## Exercise details
Change "biggest" to "largest" everywhere in the items, from the start down through the line containing "x=244 y=241", then write those lines out again with nothing else altered.

## Extracted data
━━━━
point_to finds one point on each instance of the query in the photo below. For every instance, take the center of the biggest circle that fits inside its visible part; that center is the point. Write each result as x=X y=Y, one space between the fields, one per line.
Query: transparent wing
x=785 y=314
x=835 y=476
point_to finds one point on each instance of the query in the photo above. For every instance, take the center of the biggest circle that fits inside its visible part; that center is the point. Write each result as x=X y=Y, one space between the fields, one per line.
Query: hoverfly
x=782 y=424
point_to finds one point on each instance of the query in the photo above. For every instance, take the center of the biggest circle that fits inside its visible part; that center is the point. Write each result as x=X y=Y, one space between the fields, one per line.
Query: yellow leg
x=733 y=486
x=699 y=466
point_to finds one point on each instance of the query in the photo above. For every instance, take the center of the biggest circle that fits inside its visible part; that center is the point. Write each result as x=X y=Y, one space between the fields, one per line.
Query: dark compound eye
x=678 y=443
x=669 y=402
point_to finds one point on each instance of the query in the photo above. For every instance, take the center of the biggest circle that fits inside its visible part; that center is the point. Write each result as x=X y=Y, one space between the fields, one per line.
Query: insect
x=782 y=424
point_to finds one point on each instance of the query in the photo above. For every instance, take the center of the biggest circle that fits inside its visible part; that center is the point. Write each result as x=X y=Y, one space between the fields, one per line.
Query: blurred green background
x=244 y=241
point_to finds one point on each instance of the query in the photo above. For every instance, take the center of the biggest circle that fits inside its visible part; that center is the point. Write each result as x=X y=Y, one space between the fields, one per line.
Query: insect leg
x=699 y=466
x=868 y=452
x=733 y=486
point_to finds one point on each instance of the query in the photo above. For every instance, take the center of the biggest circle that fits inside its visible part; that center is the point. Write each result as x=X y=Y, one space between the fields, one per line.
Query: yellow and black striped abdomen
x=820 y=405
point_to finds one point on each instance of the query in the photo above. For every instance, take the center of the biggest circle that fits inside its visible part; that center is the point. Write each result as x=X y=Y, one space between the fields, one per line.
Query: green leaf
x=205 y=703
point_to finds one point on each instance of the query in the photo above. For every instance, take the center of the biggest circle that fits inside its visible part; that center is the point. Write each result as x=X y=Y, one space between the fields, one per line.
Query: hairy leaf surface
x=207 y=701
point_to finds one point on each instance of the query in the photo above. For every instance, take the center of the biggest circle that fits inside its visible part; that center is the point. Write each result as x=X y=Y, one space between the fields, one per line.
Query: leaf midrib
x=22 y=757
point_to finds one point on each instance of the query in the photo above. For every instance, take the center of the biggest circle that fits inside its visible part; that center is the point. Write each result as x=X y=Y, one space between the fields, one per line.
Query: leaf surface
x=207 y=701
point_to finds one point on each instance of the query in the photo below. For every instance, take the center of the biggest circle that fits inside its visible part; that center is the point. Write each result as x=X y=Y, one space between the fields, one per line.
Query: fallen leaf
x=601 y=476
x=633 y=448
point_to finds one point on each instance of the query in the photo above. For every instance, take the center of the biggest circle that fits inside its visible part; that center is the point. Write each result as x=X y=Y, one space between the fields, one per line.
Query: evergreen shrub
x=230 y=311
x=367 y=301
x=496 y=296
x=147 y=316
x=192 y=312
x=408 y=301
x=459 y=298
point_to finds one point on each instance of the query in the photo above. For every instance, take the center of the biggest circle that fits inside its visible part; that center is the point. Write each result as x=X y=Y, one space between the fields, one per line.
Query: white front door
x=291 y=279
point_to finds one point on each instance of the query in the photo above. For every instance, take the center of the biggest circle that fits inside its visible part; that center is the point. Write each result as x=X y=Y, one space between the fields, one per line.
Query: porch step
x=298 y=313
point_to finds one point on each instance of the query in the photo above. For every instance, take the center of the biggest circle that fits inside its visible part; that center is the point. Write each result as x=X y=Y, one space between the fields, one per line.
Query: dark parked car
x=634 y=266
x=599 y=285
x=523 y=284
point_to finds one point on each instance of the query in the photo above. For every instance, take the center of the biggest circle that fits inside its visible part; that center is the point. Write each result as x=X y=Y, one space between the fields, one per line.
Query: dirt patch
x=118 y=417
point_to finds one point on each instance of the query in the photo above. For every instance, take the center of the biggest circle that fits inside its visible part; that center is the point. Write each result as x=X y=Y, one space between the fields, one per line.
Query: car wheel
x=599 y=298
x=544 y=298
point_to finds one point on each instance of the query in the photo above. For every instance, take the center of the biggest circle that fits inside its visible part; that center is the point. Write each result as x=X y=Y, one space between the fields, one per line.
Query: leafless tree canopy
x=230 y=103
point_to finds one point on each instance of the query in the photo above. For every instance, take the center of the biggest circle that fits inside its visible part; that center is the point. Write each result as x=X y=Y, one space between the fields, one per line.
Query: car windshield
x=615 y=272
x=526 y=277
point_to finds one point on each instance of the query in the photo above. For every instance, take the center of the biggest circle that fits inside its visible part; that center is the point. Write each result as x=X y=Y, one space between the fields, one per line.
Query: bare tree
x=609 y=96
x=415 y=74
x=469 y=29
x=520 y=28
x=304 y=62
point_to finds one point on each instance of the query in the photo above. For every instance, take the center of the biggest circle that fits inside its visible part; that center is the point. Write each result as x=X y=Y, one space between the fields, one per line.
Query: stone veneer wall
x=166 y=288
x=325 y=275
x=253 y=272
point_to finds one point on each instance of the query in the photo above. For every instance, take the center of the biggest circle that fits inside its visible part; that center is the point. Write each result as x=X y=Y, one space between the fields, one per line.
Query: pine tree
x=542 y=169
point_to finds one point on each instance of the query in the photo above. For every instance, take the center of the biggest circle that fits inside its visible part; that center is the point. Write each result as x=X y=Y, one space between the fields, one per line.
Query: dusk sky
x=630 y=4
━━━━
## Exercise result
point_to finds one point on each instance of the query in the photo below. For every instance, take the center of the largest circle that fits inside its visible part; that center is the point. Write each result as x=X y=Y, one space between the fields, one per line.
Query: transparent wing
x=785 y=314
x=835 y=476
point_to finds one point on each instance of the query in the photo above. For every instance, take the center of the largest circle that fits inside its visible part; that center is the point. Write each result as x=X y=Y, one space between the fields, one per line.
Query: hoverfly
x=782 y=424
point_to finds one point on each instance of the query in the photo above. For every instance, take the center of the largest circle that fits inside its visible part; that center is the point. Write each result as x=X y=Y, one space between the fields, one per line.
Query: yellow leg
x=733 y=486
x=699 y=466
point_to finds one point on each instance of the query in the photo above. For every instance, take the center of the largest circle that fits inside its visible part; that center is the point. Write each result as x=X y=Y, one space between the fields, one per line.
Query: dark compound eye
x=678 y=443
x=669 y=402
point_to finds one point on each instance of the query in the photo above. For every instance, take the center of the largest circle that fits inside its visible part; that center is the point. Write each result as x=X y=Y, one space between the fields, one per line.
Query: insect
x=782 y=424
point_to finds one point on each instance of the query in the photo above. For every instance, take the center of the largest circle that fits inside its visible part; that center is the point. Write each result as x=X y=Y, one space between the fields, one per line.
Query: blurred green background
x=244 y=241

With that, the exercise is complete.